- Text:
======

Arthur We hadn’t worked together before, but now we’re stuck with each other. Turned out she’s a very good interviewer. I told her she should have her own show on television.

 

Sophie I can get these stories out of him. My dad had a stroke about 10 years ago and had to completely relearn to talk.

 

Arthur It took two years. Some people enjoyed the quiet. They thought I talked too much. But I never forgot photography.

 

When she was in school, I thought Sophie would be a doctor, and I said, “That’s a hard job to do, they can call you in the night, you should think about photography.” I did hope one of you might.

 

Sophie He named my brother Ansel after Ansel Adams because he was like, “I’ve got one more, maybe he’ll become a photographer.”

 

Arthur Instead he’s crazy: He’s an actor. You and Warren both became something to do with a camera — he’s a director. But I gave you your first camera. I’ve given you more than one.

 

Sophie I learned by watching.

 

Arthur I always bought three of everything: for me, Sophie and Warren. You got a Rolleiflex. And then a Leica.

======

- Records shown:
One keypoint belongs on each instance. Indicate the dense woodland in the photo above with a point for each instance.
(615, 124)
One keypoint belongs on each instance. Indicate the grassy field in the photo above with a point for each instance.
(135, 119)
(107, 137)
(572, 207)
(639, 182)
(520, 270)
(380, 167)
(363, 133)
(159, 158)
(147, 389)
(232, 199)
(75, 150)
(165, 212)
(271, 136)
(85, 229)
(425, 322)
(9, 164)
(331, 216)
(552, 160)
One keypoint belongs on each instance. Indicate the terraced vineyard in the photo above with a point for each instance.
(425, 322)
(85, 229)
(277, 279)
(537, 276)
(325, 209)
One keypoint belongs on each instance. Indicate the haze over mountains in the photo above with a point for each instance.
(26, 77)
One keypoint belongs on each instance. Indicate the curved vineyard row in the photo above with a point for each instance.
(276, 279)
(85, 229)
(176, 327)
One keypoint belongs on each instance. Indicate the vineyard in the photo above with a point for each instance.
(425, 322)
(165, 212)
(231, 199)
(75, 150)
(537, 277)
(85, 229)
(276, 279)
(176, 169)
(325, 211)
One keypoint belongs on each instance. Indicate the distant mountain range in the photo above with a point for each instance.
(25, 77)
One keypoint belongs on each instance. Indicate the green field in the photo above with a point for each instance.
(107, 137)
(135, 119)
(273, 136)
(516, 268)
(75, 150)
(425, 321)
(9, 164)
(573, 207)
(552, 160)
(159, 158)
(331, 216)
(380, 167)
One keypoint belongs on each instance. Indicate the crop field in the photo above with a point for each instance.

======

- Job 1: In the interview, how long did it take Arthur to relearn to talk after his stroke?
- Job 2: Quote the part of the interview that opens with the words containing "Arthur Instead he’s" and closes with "more than one.".

- Final result 1: Two years.

- Final result 2:
Arthur Instead he’s crazy: He’s an actor. You and Warren both became something to do with a camera — he’s a director. But I gave you your first camera. I’ve given you more than one.